* _TEXT SECTION_

########

So the first thing I saw was, “Wow, a lot of people were interested in outdoor furniture.” I didn’t know that there was such a huge demand for this kind of products, but if you go to the Amazon right now and typing patio furniture, the funny thing is you’ll see a lot of options, but they’ll all look exactly the same.

Stephanie:

They do. I just shopped for this. They were all the same at different price points. I went to even Overstock and everywhere. I’m like, “These are all the same pieces of material, just a little bit different.”

Jiake:

They come from the same factories in China, just branded very differently. For example my cousin’s factory they actually provide the same goods for different brands and selling the same thing and they’re sometimes competing with each other on Amazon, right? And the prices are different, so you don’t know whether it’s the material like, “What kind of wicker? Why are they different? What’s the difference between steel and aluminum construction? Okay, should I get some umbrella? Should I get polyester fabric?” There’s a lot of information and misinformation and-

Stephanie:

The wrong keywords are added to the listing. They’re like, “This is organic, humanely raised fabric.” And I’m like, “Oh, got me some $20”-

Jiake:

What does that mean?

Stephanie:

I don’t know.

Jiake:

What does that mean? So exactly, that’s the problem, right? And then they all use the same [inaudible], which is funny because you can tell they use same photos. They probably photoshopped some of it out. So yeah, that was a problem. And another thing that I noticed was the customer complaints. So if you go to Amazon, Wayfair, look at all the one, two, three-star reviews, very essentially repeating the same things, specifically for, take, for example, an outdoor sofa. I know what you shopped for, but if it’s an outdoor sofa, the cushion is so hard to keep cleaned. It falls apart after a few months. The frame is deteriorating.

Jiake:

So basically, it really paints a [inaudible] picture of just the product itself is inferior, right? And it’s a pain because a lot of people, they buy the kind of stuff, they’d be thinking to make a great use out of it, but the fact is, after one weekend, you forgot to take the cushions in or you forgot to cover it up, it’s basically covering dust, bird poop, mold, whatever, you name it, right? So you don’t-

Stephanie:

That’s all mine right now. I can see our backyard over here and I’m looking at all these beautiful white little cushions that were nice looking, not anymore.

Jiake:

Photogenic for sure, right?

Stephanie:

Yeah.

########

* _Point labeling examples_

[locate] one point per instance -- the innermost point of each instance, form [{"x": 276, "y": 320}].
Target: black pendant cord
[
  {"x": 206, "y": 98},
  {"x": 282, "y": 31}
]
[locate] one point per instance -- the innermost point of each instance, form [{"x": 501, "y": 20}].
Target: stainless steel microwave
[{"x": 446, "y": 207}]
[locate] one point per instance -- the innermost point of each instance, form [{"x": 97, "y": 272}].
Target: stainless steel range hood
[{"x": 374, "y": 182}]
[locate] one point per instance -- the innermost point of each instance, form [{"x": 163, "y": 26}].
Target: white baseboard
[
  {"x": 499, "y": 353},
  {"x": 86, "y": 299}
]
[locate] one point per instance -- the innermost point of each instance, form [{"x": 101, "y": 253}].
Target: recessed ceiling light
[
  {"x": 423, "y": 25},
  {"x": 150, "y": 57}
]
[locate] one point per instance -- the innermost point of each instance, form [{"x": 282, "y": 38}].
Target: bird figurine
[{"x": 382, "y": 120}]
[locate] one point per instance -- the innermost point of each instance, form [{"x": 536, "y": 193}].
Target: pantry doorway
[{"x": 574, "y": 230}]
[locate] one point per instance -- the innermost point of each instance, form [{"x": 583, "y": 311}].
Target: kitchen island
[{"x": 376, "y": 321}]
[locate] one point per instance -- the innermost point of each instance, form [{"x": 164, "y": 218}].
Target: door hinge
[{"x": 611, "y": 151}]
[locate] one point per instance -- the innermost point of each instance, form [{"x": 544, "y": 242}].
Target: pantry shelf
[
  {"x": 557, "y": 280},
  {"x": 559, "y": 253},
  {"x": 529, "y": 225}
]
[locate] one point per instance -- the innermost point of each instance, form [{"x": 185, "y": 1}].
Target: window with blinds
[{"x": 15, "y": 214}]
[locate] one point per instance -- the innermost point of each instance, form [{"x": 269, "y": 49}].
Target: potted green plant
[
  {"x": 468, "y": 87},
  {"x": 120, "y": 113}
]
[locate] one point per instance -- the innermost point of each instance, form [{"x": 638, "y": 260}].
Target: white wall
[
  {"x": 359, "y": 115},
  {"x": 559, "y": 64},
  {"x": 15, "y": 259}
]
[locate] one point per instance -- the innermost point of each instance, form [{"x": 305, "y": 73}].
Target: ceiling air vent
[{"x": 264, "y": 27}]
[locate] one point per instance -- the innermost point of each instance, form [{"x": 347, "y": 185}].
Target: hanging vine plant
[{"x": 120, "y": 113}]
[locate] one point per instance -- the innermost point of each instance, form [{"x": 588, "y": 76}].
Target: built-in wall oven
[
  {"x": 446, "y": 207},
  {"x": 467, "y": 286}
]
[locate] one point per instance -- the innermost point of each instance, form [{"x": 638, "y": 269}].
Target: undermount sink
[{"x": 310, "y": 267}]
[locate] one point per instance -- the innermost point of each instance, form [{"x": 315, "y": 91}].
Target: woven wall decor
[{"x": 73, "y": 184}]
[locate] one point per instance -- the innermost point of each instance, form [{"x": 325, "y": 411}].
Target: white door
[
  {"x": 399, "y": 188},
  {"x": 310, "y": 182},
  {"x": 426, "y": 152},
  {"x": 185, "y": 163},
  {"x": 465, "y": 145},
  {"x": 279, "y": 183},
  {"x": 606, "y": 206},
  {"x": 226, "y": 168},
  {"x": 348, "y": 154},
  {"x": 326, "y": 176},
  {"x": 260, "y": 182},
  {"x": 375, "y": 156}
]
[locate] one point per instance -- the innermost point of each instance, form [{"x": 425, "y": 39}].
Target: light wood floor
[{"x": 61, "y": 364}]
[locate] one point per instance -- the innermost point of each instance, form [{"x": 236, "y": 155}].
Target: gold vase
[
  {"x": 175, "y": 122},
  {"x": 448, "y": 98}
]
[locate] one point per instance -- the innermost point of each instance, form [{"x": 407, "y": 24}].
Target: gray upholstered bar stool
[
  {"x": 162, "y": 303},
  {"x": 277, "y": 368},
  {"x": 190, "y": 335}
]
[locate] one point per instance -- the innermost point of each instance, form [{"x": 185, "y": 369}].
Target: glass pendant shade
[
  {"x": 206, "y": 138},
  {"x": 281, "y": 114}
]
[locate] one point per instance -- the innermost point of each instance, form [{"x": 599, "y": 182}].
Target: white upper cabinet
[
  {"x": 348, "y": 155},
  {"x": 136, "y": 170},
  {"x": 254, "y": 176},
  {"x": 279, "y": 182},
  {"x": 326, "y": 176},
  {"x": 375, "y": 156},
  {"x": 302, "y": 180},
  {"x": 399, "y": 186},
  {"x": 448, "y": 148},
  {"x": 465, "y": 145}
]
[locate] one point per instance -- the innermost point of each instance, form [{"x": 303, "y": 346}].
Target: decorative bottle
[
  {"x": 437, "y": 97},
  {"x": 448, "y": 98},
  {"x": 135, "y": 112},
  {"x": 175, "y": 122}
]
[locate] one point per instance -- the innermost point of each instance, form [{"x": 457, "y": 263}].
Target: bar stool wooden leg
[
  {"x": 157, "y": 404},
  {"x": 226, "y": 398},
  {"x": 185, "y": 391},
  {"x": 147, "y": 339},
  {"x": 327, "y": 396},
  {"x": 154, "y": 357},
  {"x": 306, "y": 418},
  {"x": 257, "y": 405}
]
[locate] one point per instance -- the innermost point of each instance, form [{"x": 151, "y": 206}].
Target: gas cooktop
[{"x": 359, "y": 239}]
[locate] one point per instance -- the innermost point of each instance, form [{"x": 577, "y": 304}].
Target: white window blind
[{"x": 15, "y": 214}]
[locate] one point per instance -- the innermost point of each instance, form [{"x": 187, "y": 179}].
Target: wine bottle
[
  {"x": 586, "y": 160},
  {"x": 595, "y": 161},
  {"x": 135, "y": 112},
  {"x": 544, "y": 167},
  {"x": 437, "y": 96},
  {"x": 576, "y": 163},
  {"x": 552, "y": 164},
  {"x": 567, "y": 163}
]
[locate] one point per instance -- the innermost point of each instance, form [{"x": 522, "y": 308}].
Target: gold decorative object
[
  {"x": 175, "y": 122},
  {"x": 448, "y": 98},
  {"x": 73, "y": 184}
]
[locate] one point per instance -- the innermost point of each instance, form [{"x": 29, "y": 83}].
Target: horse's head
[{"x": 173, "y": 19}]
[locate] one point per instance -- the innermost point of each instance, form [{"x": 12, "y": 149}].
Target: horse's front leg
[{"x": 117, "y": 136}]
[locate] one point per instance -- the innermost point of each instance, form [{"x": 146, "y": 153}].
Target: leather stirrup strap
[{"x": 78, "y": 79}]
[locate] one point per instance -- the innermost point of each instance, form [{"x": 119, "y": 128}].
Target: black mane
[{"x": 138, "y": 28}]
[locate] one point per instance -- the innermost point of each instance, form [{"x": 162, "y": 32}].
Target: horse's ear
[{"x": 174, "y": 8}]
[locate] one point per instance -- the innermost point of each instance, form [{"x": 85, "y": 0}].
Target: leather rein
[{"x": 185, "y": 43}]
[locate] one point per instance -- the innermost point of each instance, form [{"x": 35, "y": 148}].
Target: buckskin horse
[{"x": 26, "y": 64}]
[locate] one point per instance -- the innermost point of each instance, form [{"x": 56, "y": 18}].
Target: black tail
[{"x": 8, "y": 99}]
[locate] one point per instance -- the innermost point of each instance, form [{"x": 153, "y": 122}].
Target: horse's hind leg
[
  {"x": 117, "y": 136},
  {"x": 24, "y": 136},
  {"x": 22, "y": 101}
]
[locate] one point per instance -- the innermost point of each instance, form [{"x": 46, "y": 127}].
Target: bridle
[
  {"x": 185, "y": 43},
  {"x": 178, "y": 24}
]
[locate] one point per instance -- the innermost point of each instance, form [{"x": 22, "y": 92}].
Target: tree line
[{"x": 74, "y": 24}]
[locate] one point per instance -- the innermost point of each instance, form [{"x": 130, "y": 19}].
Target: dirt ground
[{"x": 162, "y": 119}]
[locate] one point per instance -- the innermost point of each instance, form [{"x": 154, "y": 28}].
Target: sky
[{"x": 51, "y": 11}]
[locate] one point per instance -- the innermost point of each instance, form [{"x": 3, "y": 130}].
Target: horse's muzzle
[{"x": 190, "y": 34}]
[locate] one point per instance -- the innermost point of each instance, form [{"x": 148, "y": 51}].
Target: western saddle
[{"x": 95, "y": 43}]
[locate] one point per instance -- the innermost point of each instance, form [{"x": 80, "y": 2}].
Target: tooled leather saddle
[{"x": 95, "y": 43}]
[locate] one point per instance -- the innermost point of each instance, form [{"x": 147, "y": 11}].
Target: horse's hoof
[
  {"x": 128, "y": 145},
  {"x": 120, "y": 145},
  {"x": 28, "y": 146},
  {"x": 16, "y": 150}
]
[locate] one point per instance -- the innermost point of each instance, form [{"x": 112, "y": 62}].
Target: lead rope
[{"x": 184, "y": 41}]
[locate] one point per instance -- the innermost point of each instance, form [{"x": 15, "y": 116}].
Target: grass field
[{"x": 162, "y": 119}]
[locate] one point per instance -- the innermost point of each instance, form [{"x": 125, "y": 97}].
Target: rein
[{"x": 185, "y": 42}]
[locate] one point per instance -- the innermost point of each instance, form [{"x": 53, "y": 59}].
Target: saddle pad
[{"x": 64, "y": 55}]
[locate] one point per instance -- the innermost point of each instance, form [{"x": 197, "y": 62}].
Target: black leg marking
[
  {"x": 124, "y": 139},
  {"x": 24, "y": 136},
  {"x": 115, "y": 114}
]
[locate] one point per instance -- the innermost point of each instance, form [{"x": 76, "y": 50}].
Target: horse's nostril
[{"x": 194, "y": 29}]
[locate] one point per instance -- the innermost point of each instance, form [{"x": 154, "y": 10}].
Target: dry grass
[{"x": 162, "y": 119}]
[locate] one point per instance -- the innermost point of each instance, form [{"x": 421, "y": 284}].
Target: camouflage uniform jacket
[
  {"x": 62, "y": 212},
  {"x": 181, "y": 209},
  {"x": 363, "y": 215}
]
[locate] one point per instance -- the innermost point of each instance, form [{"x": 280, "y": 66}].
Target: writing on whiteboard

########

* _PROMPT_
Name each online store mentioned in the outdoor furniture conversation, listing each one only once.

* _EXPECTED ANSWER_
Amazon, Overstock, Wayfair